Pertanyaan
Ustadz, siapakah yang dimaksud dengan mahram bagi perempuan yang disebut oleh Rasulullah Shallallahu ‘alaihi wa sallam dalam hadits yang melarang seorang perempuan bersafar tanpanya?
(Husniyah—Solo)
Jawaban
Ibnu Hajar al-‘Asqalani dalam Fathul Bari, 6/88 dan Imam an-Nawawi dalam Syarah Shahih Muslim, 4/500 menjelaskan bahwa yang dimaksud dengan mahram hal mana saling memandang, berada di suatu tempat berduaan, dan boleh menjadi teman safar bagi seorang perempuan adalah “setiap laki-laki yang haram menikahinya; selamanya, disebabkan oleh faktor yang mubah, lantaran kemuliaannya”.
Masih dari Imam an-Nawawi, frase “selamanya” untuk mengecualikan saudara perempuan dan bibi istri—maknanya suami seorang perempuan bukan mahram bagi saudara perempuan dan bibi istrinya. Frase “disebabkan oleh faktor yang mubah” untuk mengecualikan ibu dan anak dari perempuan yang digauli namun mengandung syubhat (dikira istri ternyata bukan, misalnya); sebab keduanya haram dinikahi selamanya tetapi laki-laki itu bukan mahram bagi keduanya. Frase “lantaran kemuliaannya” untuk mengecualikan perempuan yang terputus hubungan pernikahannya karena kasus li’an (tuduhan zina oleh suami). Perempuan itu haram dinikahinya selamanya, namun ia bukan mahram baginya.

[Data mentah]
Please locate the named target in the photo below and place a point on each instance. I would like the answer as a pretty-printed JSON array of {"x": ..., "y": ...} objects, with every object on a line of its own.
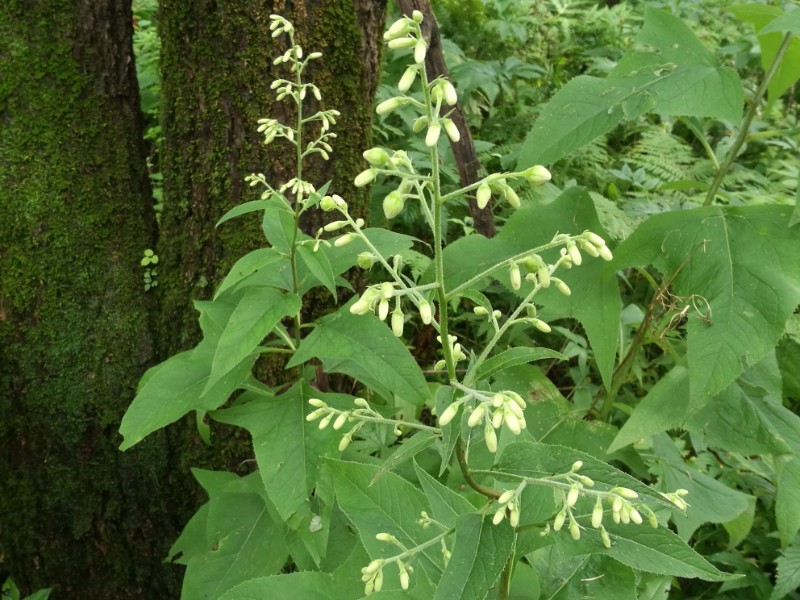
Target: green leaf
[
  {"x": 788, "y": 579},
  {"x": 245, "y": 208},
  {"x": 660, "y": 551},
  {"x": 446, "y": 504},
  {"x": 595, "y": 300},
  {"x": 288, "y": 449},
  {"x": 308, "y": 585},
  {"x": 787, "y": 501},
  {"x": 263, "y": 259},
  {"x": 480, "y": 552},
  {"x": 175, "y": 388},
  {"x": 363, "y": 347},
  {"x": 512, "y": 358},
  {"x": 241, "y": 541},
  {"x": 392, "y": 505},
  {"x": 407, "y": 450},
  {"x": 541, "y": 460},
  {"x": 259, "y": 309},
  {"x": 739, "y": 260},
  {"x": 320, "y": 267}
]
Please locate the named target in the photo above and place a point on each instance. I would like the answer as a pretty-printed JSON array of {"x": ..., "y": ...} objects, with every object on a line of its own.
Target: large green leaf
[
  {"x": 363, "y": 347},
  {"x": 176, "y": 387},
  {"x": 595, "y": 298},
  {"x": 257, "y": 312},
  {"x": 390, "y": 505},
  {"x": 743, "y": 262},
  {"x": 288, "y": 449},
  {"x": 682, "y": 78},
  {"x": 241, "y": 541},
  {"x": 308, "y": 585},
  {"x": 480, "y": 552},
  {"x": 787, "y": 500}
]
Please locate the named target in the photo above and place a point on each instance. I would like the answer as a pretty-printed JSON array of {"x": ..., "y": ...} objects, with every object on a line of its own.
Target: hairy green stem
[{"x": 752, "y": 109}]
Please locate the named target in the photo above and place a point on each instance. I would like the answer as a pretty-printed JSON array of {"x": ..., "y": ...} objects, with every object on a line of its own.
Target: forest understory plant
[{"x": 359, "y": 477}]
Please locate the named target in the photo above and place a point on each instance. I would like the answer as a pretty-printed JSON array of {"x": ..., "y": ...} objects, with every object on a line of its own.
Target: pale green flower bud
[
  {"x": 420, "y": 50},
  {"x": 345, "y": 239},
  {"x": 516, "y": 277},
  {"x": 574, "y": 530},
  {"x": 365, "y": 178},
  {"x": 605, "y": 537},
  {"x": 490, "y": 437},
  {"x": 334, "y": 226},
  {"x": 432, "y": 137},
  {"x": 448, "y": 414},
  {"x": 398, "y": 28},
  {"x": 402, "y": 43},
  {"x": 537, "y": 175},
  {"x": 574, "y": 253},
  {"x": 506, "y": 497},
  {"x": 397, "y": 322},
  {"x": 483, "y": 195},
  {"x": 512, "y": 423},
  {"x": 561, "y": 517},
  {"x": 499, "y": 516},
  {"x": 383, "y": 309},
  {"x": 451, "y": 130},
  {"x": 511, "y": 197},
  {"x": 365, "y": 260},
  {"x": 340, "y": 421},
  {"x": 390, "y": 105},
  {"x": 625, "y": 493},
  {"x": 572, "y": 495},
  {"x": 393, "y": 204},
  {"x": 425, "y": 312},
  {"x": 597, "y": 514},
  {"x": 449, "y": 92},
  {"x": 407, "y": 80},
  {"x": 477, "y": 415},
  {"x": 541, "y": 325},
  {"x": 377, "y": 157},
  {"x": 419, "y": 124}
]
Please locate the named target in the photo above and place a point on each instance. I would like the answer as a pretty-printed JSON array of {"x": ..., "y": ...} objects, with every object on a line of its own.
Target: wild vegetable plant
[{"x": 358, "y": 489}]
* * *
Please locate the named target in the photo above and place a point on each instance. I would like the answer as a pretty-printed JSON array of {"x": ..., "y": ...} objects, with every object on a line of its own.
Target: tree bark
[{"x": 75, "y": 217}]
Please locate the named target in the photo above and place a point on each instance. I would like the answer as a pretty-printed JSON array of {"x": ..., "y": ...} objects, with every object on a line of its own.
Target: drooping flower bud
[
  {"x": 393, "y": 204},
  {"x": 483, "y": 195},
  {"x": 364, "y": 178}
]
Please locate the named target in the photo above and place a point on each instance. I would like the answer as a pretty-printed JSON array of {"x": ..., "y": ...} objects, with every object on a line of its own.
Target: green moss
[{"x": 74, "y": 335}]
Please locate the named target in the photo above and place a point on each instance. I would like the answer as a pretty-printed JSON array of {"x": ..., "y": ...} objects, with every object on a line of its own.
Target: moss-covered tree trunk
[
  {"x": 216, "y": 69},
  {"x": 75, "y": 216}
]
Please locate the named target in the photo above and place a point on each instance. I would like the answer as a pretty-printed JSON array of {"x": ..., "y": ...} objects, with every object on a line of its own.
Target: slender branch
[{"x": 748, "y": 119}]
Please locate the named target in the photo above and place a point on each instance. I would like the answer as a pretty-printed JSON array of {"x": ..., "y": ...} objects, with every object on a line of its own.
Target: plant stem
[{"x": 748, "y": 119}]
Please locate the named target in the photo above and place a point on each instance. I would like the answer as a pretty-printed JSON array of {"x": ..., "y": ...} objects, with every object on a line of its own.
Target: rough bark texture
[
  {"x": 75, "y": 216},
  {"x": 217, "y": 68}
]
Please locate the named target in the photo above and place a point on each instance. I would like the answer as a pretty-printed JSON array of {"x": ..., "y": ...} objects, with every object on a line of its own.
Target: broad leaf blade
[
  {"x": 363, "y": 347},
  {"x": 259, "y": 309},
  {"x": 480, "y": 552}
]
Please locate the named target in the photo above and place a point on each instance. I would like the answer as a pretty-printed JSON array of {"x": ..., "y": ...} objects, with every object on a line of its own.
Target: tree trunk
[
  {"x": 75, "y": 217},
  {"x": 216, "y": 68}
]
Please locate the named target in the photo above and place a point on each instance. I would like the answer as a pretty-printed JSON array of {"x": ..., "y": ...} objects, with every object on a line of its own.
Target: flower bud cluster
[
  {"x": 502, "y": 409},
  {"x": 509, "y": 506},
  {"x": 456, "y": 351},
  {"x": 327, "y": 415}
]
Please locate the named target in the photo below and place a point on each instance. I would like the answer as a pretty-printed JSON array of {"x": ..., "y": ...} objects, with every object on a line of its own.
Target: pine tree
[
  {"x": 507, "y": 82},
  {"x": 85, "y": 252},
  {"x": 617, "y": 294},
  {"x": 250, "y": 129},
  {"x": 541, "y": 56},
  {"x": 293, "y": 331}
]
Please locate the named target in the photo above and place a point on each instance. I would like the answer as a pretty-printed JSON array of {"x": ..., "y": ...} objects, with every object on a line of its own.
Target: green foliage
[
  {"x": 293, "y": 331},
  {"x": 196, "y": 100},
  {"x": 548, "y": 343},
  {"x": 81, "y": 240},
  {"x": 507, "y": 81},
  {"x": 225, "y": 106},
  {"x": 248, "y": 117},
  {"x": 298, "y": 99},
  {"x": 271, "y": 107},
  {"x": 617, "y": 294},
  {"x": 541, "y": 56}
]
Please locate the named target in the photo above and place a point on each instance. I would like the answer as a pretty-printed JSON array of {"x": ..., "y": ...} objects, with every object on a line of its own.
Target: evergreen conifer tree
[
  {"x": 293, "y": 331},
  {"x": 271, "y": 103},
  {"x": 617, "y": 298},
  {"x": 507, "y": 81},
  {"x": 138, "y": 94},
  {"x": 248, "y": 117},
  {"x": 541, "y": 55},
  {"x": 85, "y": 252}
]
...
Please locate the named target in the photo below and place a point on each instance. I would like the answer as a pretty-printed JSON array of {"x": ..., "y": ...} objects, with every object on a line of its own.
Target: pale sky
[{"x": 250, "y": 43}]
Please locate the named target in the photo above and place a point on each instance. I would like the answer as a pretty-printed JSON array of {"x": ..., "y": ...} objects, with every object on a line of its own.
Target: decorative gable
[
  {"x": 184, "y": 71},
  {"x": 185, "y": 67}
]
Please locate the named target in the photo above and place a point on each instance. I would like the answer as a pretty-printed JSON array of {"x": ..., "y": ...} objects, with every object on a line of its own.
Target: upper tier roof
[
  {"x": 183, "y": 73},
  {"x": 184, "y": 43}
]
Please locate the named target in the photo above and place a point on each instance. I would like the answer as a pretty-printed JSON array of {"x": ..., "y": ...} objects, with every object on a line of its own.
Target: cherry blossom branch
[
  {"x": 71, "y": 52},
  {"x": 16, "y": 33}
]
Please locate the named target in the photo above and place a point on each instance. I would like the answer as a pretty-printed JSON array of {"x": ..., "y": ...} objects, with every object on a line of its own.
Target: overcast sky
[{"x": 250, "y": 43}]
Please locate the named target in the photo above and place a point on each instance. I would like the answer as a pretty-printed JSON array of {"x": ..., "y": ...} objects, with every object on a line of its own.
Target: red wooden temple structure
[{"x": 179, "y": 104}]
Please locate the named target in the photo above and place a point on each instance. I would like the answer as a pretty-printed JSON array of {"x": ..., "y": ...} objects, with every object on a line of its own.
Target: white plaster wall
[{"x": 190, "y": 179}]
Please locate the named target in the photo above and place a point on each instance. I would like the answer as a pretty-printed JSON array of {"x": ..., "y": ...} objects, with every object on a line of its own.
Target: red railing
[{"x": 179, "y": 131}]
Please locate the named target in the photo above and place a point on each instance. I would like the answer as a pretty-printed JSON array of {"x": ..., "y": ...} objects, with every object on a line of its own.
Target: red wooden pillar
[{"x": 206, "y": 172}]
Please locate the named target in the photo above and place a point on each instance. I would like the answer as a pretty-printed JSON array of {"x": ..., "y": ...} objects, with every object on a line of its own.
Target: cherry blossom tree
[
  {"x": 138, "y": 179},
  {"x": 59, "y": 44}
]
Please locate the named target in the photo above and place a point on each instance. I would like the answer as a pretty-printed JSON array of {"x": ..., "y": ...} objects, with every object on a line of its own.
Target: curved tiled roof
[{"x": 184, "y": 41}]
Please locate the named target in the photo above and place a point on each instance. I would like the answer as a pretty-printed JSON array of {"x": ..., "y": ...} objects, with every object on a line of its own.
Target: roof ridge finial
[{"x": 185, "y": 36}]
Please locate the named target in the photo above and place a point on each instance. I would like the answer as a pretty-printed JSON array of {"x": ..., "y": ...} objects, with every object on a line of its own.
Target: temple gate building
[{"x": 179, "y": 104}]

**Soal 1**
Menurut kutipan dokumen tentang mahram, untuk mengecualikan siapa frase “selamanya” digunakan dalam definisi mahram?
**Soal 2**
Hitunglah berapa baris dalam data yang memuat kata "wooden". Tuliskan angkanya saja.

**Jawaban Lengkap 1**
Frase “selamanya” digunakan untuk mengecualikan saudara perempuan dan bibi istri.

**Jawaban Lengkap 2**
2